▸ **Source text**:
Samyama.ai's graph-grounded optimization beats OR-tools on 7 real-world problems

A new paper from Samyama.ai introduces graph-grounded optimization, a paradigm where real-world optimization problems source decision variables, constraints, and objective coefficients directly from a property knowledge graph via Cypher queries. This replaces traditional free-form text or static tabular inputs. The authors surveyed existing LLM/SLM-driven systems like OptiMUS, Chain-of-Experts, and OPRO, noting that none consume property graphs as primary inputs. They instantiated their approach in the open-source samyama-graph database and evaluated it on seven diverse problems: drug repurposing (245K-node biomedical KG), clinical-trial site selection (7.78M-node registry), Indian supply-chain rerouting (5.34M-node OSM road graph), healthcare equity allocation, economic-environmental grid dispatch, antimicrobial-resistance stewardship (10.4K resistance genes), and wildfire evacuation routing.

They compared a portfolio of Rao-family metaheuristics—BMWR, Jaya, SAMP-Jaya, EHR-Jaya, and Rao-1—against Google OR-tools (CP-SAT and GLOP). Key findings: (i) No single Rao variant dominates across all problem types; BMWR wins on discrete-with-tradeoff and high-dimensional hard-constrained problems, while Rao-1 wins on continuous low-to-mid-dimension problems, supporting a portfolio approach. (ii) OR-tools dominates on small linear/MILP-friendly subproblems but cannot encode the non-linear objectives that emerge in several real-world settings. (iii) Graph-grounded formulations surface data-quality issues—missing properties and degenerate aggregates—that purely text-formulated optimization would silently mask. This work highlights the importance of structured data sources and algorithm diversity for tackling complex optimization tasks.

▸ **Action item**: In the graph-grounded optimization summary, copy the part that opens with the words containing "They compared a" and closes with "complex optimization tasks.".

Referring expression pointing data
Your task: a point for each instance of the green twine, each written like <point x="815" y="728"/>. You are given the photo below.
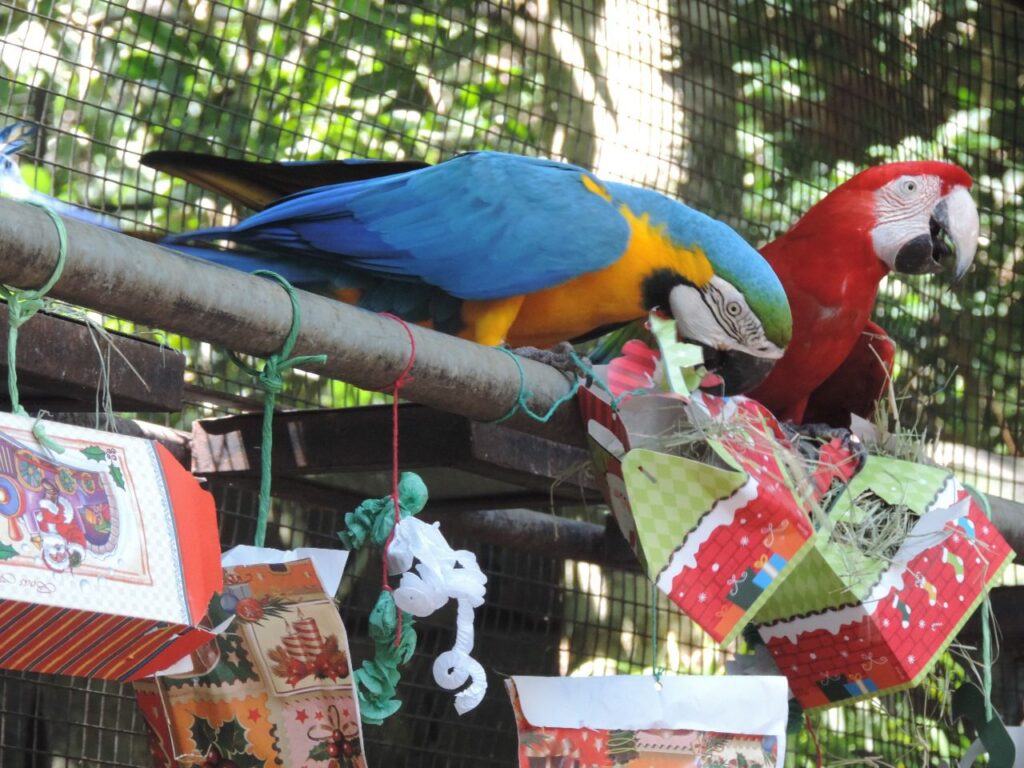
<point x="271" y="382"/>
<point x="521" y="402"/>
<point x="22" y="305"/>
<point x="377" y="679"/>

▸ **Written answer**:
They compared a portfolio of Rao-family metaheuristics—BMWR, Jaya, SAMP-Jaya, EHR-Jaya, and Rao-1—against Google OR-tools (CP-SAT and GLOP). Key findings: (i) No single Rao variant dominates across all problem types; BMWR wins on discrete-with-tradeoff and high-dimensional hard-constrained problems, while Rao-1 wins on continuous low-to-mid-dimension problems, supporting a portfolio approach. (ii) OR-tools dominates on small linear/MILP-friendly subproblems but cannot encode the non-linear objectives that emerge in several real-world settings. (iii) Graph-grounded formulations surface data-quality issues—missing properties and degenerate aggregates—that purely text-formulated optimization would silently mask. This work highlights the importance of structured data sources and algorithm diversity for tackling complex optimization tasks.